*** EXTRACT
The treatment I had chosen was Lasik. The first thing that happens is a flap is cut. I had to look ahead of me, there was a ring of lights and I had to look into the black bit in the centre of these lights. To be honest I can’t really recall what happened next but I know that this part of the procedure is cutting the corneal flap. I felt nothing at this point. They do this to both eyes, one at a time, covering one over at a time. This took a matter of seconds and once done I was moved slightly under another machine. I had to look ahead at an orange light for a number of seconds (this is the laser that is correcting your eye). This bit is really insane as at first the orange dot is really bright and in focus but then it is almost like white paint has been poured beside it and then the two are blended together with a sponge. To me it felt like I was watching some sort of science experiment. The whole time this is happening one of the medical staff is counting down the seconds so you know there isn’t long left and to remain very still. I kind of felt like I held my breath the whole time. I don’t think I moved a muscle.
Next the corneal flap is replaced back over the eye. This was possibly the closest bit to feeling a person doing something to me but again I didn’t actually feel anything as it was over in a matter of seconds.
That’s it!!! Done.
Everyone asked if I was OK and once they were happy that I was happy, the lights came back on and I sat up. I have heard lots of stories about people having black and white vision at first but honestly all I felt with my eyes was that things were a little blurry. I was shown into another room where a lovely man took me through the aftercare of my eyes, the do’s and the don’ts for the next 7 days. No eye make-up, no exercise, no eye touching. I was also given 3 different types of eye drops; drops to prevent infection, drops to reduce inflammation and drops to lubricate the eyes whenever they feel dry or blurred.
Next I saw the surgeon again who checked that my corneal flap(s) were correctly back in place and starting to heal. (They begin to heal immediately). Then I was free to go.
mr L picked me up and on the way home in the car the anaesthetic drops were starting to wear off. My eyes were starting to feel a little gritty, teary and my eyelids were becoming heavier and heavier. Once home I went straight to bed and stayed there for about 4 hours. I didn’t manage to sleep but just lay there with my eyes shut. When I got up afterwards the grittiness has started to subside.
5 hours after laser surgery I was ordering pizza and watching TV, without my glasses, for the first time in years. That night I had to wear goggles for bed (you have to do this for the first 7 nights). I had a terrible nights sleep however this was due to my trapped nerve and not my eyes.
The following day I went back into the opticians where they checked the healing of my eyes once more and then my eye-sight. Being able to read the test cards was a revelation. My eye sight is now better than 20:20!!!!!
It is now 6 days from the laser surgery. Visually the whites of my eyes still have red bits on them, this is just bruising from the cutting of the corneal flap and will subside. My eyes feel dry from time to time and yesterday my first day back at work, I struggled a bit with all the computer work. It was almost like all the computer staring was drying out my eyes. I am still reaching for my glasses from time and time and then realising that I no longer need them. I drove for the first time yesterday wearing normal sunglasses, no prescription, that was amazing.
So, so far, so blooming mind blowing. Something that takes 10 minutes can change your life so significantly. I just wished I’d had it done sooner!!!!!
******
◆ **ASSIGNED TASK 1**: Reproduce the stretch of the Lasik account from "It is now 6" through "it done sooner!!!!!".
◆ **ASSIGNED TASK 2**: In the Lasik account, what three types of eye drops was the writer given?
*** RECORD SET
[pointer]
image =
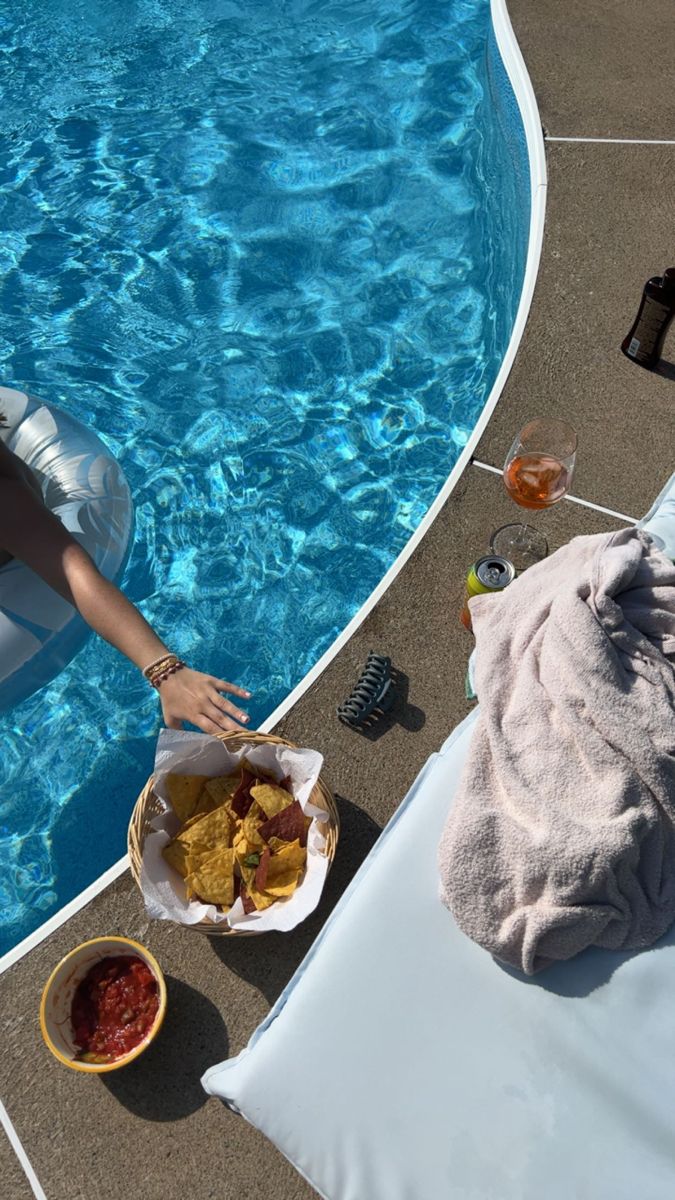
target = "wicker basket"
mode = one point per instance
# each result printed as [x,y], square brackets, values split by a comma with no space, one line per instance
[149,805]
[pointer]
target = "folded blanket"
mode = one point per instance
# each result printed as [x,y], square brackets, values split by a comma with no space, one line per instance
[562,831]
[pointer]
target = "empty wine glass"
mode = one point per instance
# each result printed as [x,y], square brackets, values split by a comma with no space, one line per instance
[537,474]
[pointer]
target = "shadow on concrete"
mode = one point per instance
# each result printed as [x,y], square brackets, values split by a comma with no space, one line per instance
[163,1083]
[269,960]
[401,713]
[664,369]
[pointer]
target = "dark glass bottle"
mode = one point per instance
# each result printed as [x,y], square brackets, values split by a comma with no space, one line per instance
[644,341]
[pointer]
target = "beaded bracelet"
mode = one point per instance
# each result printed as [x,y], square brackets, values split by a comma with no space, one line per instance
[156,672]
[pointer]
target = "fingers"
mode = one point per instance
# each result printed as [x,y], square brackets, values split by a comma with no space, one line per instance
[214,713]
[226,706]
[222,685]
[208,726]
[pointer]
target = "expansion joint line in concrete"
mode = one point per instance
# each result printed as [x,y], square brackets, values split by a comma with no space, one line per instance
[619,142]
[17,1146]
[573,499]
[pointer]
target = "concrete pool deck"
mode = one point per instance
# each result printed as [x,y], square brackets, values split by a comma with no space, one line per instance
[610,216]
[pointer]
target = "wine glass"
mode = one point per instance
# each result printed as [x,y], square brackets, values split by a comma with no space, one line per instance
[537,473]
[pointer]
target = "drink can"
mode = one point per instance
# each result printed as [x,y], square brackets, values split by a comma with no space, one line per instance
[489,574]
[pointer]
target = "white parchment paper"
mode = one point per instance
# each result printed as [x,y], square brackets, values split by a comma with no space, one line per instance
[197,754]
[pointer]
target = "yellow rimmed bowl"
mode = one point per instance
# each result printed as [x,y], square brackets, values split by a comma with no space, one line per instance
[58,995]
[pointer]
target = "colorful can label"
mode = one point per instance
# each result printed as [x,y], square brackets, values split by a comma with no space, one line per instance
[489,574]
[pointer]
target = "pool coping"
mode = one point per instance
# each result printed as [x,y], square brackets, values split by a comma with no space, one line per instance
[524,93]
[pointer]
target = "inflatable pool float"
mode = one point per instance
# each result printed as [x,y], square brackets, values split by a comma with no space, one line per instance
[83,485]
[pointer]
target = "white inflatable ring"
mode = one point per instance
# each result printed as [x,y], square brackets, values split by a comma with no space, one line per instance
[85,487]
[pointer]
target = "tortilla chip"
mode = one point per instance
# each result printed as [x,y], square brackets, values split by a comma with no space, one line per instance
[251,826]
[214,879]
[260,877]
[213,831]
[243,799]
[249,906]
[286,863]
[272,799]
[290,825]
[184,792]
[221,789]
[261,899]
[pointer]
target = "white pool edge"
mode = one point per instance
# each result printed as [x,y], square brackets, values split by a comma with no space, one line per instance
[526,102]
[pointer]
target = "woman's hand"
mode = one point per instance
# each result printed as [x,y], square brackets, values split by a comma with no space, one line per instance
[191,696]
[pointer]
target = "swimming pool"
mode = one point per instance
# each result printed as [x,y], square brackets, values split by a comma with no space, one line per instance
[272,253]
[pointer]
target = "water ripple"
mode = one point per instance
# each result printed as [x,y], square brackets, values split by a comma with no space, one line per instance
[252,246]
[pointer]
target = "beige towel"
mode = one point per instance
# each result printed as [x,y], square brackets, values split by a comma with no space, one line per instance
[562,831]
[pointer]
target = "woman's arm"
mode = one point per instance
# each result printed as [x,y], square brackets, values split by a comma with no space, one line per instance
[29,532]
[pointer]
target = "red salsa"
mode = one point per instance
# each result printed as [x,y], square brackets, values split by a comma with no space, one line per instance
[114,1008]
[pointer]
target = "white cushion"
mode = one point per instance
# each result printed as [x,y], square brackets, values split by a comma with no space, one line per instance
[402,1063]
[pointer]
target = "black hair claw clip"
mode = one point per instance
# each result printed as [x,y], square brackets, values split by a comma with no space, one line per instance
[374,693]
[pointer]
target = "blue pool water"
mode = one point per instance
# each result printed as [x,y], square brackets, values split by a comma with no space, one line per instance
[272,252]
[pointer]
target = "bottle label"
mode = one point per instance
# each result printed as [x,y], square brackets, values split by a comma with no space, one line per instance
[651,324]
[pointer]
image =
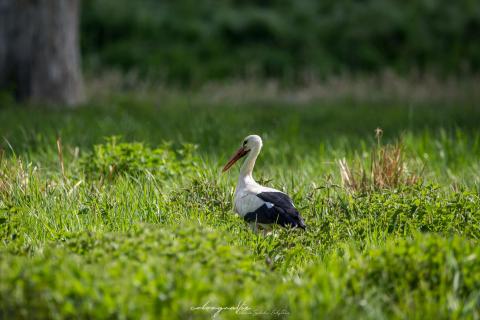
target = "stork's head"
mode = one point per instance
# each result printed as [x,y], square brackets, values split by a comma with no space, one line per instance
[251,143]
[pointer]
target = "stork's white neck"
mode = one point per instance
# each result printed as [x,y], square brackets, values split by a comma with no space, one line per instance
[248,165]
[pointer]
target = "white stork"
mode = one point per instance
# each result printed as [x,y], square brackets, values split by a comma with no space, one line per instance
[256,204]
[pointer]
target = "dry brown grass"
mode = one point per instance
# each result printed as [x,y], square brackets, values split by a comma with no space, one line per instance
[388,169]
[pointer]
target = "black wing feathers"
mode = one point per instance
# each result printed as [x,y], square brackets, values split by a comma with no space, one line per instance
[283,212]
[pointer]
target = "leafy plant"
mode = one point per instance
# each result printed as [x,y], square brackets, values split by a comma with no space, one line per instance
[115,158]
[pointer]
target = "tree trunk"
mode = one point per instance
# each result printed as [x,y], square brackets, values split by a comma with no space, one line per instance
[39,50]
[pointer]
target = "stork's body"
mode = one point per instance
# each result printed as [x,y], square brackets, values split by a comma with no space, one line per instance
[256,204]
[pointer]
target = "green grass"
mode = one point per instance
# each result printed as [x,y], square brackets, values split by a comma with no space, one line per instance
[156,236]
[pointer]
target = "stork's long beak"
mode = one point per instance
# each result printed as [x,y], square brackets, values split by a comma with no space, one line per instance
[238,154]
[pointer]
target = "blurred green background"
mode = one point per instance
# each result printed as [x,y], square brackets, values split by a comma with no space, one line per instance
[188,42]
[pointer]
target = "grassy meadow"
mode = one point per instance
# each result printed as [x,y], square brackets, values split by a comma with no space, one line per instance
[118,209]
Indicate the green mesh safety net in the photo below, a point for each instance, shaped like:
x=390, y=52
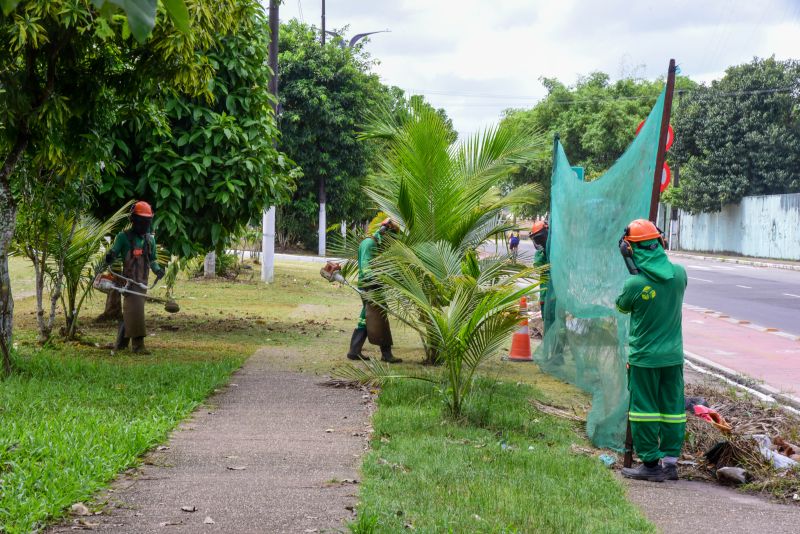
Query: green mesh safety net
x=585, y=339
******
*** RECORD SET
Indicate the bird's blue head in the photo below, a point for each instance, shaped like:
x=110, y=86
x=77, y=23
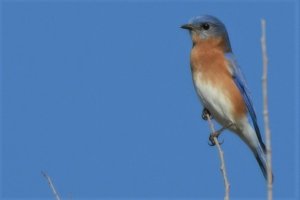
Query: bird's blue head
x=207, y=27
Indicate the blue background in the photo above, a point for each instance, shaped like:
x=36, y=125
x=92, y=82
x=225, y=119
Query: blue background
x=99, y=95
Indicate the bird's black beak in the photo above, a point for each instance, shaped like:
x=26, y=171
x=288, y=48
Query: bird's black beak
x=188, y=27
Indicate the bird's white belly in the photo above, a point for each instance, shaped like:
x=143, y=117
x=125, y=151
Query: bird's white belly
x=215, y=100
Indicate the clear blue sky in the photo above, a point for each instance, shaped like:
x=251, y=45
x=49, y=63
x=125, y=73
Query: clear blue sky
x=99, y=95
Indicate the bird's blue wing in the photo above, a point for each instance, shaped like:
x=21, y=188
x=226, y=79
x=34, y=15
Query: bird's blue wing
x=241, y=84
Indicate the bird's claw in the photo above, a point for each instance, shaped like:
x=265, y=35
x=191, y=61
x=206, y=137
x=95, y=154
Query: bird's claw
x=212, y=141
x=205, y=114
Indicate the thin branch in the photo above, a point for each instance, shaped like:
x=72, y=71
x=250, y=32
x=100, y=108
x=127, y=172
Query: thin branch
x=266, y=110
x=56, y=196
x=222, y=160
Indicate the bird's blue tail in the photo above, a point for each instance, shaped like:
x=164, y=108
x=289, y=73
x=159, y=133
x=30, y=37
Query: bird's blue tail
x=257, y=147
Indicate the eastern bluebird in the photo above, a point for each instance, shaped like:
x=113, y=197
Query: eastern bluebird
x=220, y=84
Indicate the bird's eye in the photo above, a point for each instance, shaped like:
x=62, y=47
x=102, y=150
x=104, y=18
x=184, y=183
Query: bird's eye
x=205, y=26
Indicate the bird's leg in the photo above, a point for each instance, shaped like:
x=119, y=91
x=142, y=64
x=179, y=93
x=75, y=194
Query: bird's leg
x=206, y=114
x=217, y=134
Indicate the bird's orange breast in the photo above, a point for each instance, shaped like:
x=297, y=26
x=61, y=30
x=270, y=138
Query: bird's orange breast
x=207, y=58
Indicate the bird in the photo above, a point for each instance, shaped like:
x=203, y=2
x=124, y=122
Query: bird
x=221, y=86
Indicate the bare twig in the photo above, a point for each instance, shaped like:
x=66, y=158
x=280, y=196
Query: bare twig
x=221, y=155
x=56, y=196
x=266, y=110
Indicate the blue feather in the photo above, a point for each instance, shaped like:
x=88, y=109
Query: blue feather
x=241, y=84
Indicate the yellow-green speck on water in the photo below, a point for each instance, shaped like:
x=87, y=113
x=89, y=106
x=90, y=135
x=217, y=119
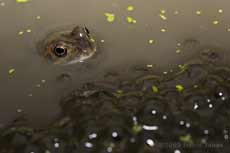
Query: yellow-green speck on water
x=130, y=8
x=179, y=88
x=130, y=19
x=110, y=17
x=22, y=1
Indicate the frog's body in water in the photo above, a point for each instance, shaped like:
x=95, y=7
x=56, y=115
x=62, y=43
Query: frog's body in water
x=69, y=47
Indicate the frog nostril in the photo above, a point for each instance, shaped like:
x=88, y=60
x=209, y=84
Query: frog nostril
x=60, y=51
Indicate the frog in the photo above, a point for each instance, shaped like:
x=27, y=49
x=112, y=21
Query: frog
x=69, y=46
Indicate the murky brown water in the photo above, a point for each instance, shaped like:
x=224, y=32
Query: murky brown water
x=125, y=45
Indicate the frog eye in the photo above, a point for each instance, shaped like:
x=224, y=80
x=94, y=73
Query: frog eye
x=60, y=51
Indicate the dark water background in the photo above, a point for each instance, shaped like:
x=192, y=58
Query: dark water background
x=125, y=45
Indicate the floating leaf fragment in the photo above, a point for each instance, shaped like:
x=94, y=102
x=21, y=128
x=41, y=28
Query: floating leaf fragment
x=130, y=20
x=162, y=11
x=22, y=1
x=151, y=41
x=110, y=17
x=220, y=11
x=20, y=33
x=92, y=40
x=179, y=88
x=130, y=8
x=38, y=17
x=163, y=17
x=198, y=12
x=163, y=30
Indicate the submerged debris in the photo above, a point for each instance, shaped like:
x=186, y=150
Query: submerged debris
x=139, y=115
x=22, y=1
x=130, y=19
******
◆ **ANSWER 1**:
It is now 6 days from the laser surgery. Visually the whites of my eyes still have red bits on them, this is just bruising from the cutting of the corneal flap and will subside. My eyes feel dry from time to time and yesterday my first day back at work, I struggled a bit with all the computer work. It was almost like all the computer staring was drying out my eyes. I am still reaching for my glasses from time and time and then realising that I no longer need them. I drove for the first time yesterday wearing normal sunglasses, no prescription, that was amazing.
So, so far, so blooming mind blowing. Something that takes 10 minutes can change your life so significantly. I just wished I’d had it done sooner!!!!!

◆ **ANSWER 2**: Drops to prevent infection, drops to reduce inflammation, and drops to lubricate the eyes whenever they feel dry or blurred.